What to produce:
Extract each line of the material below that contains the string "dirt".

(Stored data entries)
## Start
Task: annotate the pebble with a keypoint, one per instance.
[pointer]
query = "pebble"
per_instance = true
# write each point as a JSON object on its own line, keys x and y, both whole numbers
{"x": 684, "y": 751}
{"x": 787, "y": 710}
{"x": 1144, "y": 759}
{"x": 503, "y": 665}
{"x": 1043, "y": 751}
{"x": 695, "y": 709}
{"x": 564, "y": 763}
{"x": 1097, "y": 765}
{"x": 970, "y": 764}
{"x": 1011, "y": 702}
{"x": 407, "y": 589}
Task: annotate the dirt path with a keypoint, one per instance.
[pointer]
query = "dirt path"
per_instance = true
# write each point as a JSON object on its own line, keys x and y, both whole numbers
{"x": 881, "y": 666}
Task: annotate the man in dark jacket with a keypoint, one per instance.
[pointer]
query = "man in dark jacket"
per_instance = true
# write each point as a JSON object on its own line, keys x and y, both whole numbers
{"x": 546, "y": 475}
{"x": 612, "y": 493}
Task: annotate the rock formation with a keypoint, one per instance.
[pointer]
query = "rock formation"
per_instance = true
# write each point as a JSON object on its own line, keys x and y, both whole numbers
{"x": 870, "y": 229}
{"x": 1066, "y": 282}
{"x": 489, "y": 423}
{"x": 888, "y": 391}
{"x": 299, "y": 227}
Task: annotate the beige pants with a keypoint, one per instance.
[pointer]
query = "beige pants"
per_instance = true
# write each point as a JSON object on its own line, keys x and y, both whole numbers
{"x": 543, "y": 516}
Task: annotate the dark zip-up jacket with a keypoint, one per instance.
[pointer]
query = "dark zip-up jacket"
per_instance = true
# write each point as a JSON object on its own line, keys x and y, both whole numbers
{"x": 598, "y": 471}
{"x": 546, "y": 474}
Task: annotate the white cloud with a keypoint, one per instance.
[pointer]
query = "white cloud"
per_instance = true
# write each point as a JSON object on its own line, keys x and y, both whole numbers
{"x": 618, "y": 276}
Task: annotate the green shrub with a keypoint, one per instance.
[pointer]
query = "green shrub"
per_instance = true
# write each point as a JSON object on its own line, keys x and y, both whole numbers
## End
## Start
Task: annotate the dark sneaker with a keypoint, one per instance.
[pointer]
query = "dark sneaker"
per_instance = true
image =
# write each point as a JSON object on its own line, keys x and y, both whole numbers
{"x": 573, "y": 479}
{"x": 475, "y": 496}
## End
## Start
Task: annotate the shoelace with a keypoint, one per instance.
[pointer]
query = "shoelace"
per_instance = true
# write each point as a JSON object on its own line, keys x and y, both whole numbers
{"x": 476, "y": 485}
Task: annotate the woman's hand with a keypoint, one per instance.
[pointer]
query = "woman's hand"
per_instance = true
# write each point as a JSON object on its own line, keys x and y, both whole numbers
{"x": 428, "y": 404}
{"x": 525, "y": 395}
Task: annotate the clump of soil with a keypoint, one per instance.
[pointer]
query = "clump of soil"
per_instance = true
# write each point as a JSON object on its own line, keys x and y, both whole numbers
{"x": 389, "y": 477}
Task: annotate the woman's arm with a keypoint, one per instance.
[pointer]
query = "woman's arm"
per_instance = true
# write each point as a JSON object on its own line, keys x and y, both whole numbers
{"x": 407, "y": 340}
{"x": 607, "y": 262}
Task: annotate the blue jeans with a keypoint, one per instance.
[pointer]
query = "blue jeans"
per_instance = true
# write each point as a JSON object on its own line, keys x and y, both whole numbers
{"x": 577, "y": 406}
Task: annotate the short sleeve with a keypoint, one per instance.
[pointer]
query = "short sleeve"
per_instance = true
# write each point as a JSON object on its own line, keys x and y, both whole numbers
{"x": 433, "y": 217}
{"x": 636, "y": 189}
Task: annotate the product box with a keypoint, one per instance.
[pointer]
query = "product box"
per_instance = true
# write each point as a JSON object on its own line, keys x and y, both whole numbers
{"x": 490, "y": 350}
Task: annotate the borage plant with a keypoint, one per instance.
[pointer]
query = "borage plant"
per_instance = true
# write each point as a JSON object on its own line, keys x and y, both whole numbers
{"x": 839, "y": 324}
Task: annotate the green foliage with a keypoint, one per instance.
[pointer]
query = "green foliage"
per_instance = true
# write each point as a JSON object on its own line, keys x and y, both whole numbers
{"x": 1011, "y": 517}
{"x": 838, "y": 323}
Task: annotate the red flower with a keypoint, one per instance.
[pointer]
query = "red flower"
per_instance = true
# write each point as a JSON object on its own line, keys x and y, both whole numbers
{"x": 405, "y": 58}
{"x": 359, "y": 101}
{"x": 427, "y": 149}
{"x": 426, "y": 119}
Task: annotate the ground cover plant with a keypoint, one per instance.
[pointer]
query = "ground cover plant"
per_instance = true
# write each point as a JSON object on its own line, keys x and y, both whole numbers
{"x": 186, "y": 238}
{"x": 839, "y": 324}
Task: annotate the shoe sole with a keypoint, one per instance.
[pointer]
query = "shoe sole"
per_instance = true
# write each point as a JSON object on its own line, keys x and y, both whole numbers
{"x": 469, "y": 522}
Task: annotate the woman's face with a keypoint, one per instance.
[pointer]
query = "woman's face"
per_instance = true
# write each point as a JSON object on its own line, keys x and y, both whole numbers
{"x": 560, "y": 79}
## End
Result:
Task: annotate the dirt path with a keypoint, one per instance.
query = "dirt path"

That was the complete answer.